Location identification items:
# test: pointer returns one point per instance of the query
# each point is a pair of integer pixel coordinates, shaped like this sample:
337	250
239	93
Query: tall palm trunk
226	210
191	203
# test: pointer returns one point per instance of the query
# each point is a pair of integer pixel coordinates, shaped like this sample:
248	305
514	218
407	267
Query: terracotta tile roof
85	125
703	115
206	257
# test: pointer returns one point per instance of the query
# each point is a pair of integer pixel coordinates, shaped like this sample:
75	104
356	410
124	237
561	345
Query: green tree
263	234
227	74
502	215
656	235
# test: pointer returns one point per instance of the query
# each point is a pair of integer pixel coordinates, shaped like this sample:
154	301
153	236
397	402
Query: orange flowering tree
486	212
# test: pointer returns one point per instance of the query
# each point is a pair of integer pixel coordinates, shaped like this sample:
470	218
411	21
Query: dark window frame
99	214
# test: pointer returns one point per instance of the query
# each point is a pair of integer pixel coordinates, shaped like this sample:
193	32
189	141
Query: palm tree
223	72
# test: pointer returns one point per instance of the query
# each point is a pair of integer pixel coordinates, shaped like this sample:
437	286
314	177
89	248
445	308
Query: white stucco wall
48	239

Your objective: Revise the records, replacing every "pixel coordinates" with "image coordinates" and keeping everything else the same.

The response:
# test: pointer returns one point per instance of the query
# each point is a pair of integer image coordinates, shaped like this sample:
337	250
239	93
Query: tall palm trunk
226	210
191	203
# test: pointer returns one point per instance of the query
# each point is a pair of integer image coordinates, shaped like this sample:
248	305
514	218
407	267
Query: terracotta tile roof
85	125
703	115
206	257
# test: pointer returns one point per instance of the query
# each point is a pair of integer image coordinates, shaped like this sample:
75	104
356	410
124	237
561	345
Query: green tree
263	234
227	74
502	215
656	235
# test: pointer returns one point per instance of the query
# each point is a pair of integer image coordinates, shaped like this sample:
154	301
153	236
397	402
Query: orange flowering tree
486	212
# test: pointer returns one point per instance of the query
# each point is a pair of integer image coordinates, shaped like this sample:
470	218
411	21
Query: dark window frame
99	214
# test: pointer returns one point per instance of the query
# each point is a pair of integer image coordinates, shaped like this sample:
193	32
189	141
Query: palm tree
223	72
# test: pointer returns one point per instance of the query
# each point is a pair of integer image coordinates, shaped like this sample:
437	286
314	177
89	248
445	308
Query: white stucco wall
48	239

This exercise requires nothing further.